**ТЕКСТ ДЛЯ ЧТЕНИЯ:**
========

– Говорят, стихи Ахмадулиной очень любил Юрий Андропов.
– Я не знаю, сомневаюсь. Дело в том, что этому человеку приписывают какие-то черты, которых у него, на мой взгляд, не было. Хотя все может быть. Он ведь сам пописывал графоманские стишата, даже был какой-то фильм о нем, это ужас просто. В прихожей у него стояла статуя Дон Кихота, а сам он был человек мерзкий и бездарный. Ведь это интересная тема для разговора – диктатор и искусство. Практически все мировые тираны сами чего-то творили и тянулись к прекрасному. Возьмите хотя бы Сталина. Сталин-то писал стихи, когда он еще не был диктатором, в молодости, и, между прочим, ему хватило вкуса отказаться от предложений быть напечатанным, уже когда он был великим вождем. Один раз даже был составлен сборник, но он приказал его уничтожить. Сталин действительно читал литературу, он был человек злобный, но знающий литературу и русскую, и мировую в тех пределах, в которых ее тогда изучали. А что касается Андропова, то такие изощренные полицейские, как он, обычно бывают о себе очень высокого мнения, они подобны Дон Кихоту, сражавшемуся с мельницами, только со злым сердцем, именно поэтому они сражаются со своим народом, используя для этого огромный карательный аппарат. Он был палач, а не Дон Кихот.

========

**ЗАПИСИ:**
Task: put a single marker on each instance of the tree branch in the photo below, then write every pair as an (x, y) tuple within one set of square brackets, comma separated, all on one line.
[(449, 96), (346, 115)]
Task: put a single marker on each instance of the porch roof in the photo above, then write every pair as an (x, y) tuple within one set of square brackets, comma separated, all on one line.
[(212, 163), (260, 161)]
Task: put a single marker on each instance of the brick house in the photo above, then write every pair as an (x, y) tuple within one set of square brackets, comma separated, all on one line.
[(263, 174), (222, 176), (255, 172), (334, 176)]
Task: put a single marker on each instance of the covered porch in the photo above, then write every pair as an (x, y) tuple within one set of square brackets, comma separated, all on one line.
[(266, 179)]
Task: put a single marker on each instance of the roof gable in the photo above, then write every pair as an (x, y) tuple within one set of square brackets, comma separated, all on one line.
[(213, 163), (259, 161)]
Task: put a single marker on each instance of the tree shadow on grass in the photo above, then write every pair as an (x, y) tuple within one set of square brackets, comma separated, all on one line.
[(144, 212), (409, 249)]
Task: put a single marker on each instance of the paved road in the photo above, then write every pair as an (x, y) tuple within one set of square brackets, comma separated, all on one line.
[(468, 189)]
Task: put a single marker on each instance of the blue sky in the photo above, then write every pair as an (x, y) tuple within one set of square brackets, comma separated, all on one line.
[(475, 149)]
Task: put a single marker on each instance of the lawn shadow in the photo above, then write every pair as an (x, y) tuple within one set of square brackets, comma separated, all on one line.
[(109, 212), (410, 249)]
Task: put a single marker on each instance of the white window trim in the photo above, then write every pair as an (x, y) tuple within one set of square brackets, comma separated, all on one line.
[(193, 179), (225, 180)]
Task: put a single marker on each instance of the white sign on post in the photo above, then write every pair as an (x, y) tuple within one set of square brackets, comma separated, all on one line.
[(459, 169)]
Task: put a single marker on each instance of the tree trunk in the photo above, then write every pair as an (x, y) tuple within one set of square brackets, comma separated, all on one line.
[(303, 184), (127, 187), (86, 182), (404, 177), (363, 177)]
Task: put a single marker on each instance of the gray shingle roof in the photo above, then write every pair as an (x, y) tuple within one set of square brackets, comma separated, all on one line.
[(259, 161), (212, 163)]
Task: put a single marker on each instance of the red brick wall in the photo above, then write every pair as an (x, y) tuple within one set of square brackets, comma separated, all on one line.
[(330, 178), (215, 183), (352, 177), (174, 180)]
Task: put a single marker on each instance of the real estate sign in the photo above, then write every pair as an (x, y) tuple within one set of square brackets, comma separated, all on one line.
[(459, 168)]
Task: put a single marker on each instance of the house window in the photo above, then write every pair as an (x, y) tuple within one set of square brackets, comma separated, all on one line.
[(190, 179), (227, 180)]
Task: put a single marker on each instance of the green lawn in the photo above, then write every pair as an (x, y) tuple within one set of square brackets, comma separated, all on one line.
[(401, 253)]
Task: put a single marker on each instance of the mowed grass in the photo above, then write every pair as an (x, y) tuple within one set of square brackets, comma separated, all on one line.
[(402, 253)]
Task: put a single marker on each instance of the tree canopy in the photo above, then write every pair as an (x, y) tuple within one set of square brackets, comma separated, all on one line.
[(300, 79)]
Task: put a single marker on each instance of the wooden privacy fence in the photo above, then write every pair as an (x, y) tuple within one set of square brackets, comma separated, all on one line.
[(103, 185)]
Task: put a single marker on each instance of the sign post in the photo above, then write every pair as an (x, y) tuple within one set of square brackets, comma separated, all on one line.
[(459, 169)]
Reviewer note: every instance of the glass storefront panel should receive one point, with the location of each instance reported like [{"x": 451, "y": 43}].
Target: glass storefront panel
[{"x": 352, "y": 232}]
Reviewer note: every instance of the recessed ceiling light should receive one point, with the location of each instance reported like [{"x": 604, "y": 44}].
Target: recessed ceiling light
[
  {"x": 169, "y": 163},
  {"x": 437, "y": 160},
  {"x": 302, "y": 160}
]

========

**ЗАДАНИЕ:**
Ответьте на вопросы по тексту для чтения.
(а) Что стояло в прихожей у Андропова?
(б) Как Сталин распорядился составленным сборником своих стихов?
(в) В какую пору жизни Сталин писал стихи?
Опирайтесь только на текст для чтения.

**ОЖИДАЕМЫЙ ОТВЕТ:**
(а) Статуя Дон Кихота.
(б) Приказал его уничтожить.
(в) В молодости, когда ещё не был диктатором.